MATERIAL FOR THIS TASK start

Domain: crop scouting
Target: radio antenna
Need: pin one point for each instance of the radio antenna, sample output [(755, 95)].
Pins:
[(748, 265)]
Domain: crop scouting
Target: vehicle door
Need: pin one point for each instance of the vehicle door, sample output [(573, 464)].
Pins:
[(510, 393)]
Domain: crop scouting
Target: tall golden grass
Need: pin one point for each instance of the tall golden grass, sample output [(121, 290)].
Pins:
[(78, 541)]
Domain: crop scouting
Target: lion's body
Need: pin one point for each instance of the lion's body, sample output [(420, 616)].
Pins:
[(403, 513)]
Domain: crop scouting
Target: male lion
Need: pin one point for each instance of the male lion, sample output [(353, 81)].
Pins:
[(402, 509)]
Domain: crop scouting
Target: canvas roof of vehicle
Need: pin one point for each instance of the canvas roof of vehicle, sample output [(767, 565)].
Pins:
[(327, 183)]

MATERIAL FOR THIS TASK end

§ THE REQUEST: Convert the entries above into a two-column CSV with the header row entry_text,answer and one row per entry. Place each entry's text in the entry_text column and its answer in the answer column, each enclosed in double quotes, with every line break replaced by a space.

§ TASK RESULT:
entry_text,answer
"Domain: crop scouting Target: radio antenna Need: pin one point for each instance of the radio antenna, sample output [(755, 95)]. Pins:","[(748, 265)]"
"Domain: crop scouting Target: vehicle door Need: pin one point for each instance of the vehicle door, sample output [(573, 464)]. Pins:","[(510, 393)]"
"Domain: crop scouting Target: tall golden grass Need: pin one point for each instance of the tall golden grass, sample output [(121, 290)]. Pins:","[(78, 541)]"
"Domain: crop scouting Target: lion's body Need: pin one point for each instance of the lion's body, sample output [(420, 616)]. Pins:","[(403, 513)]"
"Domain: crop scouting Target: male lion Need: pin one point for each instance of the male lion, sample output [(353, 81)]. Pins:","[(402, 509)]"
"Domain: crop scouting Target: canvas roof of vehicle Need: pin one point for each instance of the canvas roof of vehicle, sample output [(767, 565)]. Pins:","[(327, 183)]"